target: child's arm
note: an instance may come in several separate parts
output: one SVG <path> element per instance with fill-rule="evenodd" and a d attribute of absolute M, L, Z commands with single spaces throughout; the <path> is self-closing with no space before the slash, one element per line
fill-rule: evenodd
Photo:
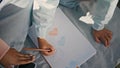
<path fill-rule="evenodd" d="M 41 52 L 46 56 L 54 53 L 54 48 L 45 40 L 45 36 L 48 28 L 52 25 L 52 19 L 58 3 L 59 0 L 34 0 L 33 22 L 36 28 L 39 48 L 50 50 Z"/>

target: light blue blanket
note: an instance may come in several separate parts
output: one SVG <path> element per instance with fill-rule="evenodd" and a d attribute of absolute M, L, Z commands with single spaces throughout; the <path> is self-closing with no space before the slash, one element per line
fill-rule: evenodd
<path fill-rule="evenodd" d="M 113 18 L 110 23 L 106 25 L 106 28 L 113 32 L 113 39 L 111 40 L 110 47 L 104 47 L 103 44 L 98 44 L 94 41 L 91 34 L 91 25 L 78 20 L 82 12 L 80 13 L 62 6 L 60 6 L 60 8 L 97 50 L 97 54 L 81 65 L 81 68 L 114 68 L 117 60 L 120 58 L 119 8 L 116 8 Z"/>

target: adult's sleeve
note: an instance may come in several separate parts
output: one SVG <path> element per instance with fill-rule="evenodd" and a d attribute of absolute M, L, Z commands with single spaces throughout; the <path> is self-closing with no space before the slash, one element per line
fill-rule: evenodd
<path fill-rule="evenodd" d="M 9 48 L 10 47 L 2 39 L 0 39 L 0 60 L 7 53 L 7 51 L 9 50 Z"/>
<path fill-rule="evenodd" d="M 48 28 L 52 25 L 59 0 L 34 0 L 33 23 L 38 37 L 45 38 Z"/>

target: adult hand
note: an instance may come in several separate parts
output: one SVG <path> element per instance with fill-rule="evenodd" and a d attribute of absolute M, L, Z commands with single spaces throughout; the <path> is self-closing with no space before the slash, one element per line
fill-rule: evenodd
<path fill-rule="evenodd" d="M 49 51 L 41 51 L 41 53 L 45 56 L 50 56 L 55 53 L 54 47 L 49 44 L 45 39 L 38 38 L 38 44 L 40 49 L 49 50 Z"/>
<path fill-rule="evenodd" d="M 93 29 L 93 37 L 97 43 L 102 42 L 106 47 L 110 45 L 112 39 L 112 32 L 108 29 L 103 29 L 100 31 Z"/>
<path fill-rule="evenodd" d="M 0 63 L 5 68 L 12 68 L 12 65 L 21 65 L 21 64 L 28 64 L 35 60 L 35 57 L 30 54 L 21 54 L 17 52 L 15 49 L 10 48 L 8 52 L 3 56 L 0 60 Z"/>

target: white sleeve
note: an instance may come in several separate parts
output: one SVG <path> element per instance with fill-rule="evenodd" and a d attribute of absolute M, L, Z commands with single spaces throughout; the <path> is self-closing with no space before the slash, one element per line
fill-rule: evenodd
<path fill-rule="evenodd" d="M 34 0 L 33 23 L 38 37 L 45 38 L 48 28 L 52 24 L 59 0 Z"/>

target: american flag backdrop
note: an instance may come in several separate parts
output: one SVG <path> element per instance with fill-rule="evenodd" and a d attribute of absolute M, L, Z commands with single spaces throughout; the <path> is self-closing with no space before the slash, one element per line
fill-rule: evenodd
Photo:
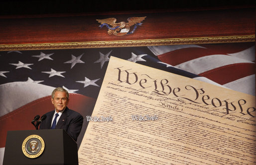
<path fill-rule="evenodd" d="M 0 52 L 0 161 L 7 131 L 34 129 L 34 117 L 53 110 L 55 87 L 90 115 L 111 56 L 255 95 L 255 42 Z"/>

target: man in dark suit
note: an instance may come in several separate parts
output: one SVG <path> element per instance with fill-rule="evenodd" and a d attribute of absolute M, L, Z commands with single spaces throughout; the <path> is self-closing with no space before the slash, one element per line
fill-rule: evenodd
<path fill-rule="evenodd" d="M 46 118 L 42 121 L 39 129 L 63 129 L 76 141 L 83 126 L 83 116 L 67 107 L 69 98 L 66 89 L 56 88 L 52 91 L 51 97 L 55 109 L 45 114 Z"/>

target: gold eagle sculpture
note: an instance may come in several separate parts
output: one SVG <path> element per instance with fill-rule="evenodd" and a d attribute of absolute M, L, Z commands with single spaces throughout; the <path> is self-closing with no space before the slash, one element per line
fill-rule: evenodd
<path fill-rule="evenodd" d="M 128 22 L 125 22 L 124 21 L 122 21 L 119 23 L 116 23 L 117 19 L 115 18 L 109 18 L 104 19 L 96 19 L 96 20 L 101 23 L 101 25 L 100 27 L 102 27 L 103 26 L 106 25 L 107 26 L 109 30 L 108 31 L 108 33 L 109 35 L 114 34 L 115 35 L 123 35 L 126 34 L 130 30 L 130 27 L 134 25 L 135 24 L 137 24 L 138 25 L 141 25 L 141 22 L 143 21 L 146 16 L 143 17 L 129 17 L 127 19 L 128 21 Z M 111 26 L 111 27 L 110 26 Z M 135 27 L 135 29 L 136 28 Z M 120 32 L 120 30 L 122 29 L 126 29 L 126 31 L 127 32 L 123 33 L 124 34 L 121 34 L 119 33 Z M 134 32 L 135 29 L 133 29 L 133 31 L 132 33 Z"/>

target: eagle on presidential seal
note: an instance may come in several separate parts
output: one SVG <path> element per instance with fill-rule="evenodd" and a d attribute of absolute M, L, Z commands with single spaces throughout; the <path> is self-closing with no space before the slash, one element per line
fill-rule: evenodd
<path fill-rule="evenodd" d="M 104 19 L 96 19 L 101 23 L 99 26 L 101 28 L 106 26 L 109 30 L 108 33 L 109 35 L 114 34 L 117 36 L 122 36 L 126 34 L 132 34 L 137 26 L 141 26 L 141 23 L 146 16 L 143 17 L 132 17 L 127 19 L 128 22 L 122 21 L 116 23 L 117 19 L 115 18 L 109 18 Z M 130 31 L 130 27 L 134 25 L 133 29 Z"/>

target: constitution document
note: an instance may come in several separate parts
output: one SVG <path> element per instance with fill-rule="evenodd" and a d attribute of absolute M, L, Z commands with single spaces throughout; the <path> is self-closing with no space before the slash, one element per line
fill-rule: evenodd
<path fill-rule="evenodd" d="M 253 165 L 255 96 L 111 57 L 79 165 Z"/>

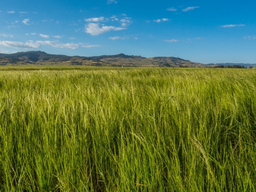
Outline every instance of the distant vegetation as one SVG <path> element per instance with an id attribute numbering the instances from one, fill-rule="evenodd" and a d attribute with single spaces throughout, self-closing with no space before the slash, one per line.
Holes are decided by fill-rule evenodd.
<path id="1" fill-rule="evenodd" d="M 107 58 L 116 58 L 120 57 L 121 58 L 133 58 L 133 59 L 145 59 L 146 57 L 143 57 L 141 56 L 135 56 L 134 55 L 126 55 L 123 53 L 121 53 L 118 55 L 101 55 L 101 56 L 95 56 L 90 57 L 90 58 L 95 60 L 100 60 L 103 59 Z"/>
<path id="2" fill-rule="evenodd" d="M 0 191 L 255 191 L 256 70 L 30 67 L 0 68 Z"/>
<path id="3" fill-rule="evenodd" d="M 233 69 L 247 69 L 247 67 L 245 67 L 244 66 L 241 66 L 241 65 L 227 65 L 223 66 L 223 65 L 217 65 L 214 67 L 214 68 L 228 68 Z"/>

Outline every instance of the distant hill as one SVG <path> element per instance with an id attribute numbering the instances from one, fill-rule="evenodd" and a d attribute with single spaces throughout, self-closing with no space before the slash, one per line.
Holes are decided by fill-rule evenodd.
· · · · · · ·
• _Required work_: Reproduce the material from its very first line up to and including the line that contains "L 52 25 L 59", changing "light blue" to "pale blue" and leaving everything else as it is. Omit the pictures from your answer.

• _Answer_:
target: child's arm
note: an instance may come in several separate parts
output: one SVG <path> element per instance with fill-rule="evenodd" and a d attribute of absolute M, L, Z commands with single spaces throughout; the <path> is self-closing with no space before the slash, one element per line
fill-rule: evenodd
Photo:
<path fill-rule="evenodd" d="M 41 52 L 46 56 L 54 53 L 54 48 L 45 40 L 45 36 L 48 28 L 52 25 L 52 19 L 58 3 L 59 0 L 34 0 L 33 22 L 36 28 L 39 48 L 50 50 Z"/>

target: pale blue blanket
note: an instance may come in several separate parts
output: one SVG <path> element per instance with fill-rule="evenodd" and a d attribute of absolute M, L, Z commands with single spaces throughout; the <path> is self-closing with no space before the slash, one element per line
fill-rule: evenodd
<path fill-rule="evenodd" d="M 113 18 L 110 23 L 106 25 L 106 28 L 113 32 L 113 39 L 111 40 L 110 47 L 104 47 L 103 44 L 98 44 L 94 41 L 91 34 L 91 25 L 78 20 L 82 12 L 80 13 L 62 6 L 60 6 L 60 8 L 97 50 L 97 54 L 81 65 L 81 68 L 114 68 L 117 60 L 120 58 L 119 8 L 116 8 Z"/>

target: adult's sleeve
note: an instance may come in several separate parts
output: one SVG <path> element per instance with fill-rule="evenodd" and a d attribute of absolute M, L, Z commands with single spaces throughout; the <path> is self-closing with no space before the slash, one element per line
fill-rule: evenodd
<path fill-rule="evenodd" d="M 9 48 L 10 47 L 2 39 L 0 39 L 0 60 L 7 53 L 7 51 L 9 50 Z"/>
<path fill-rule="evenodd" d="M 48 28 L 52 25 L 59 0 L 34 0 L 33 23 L 38 37 L 45 38 Z"/>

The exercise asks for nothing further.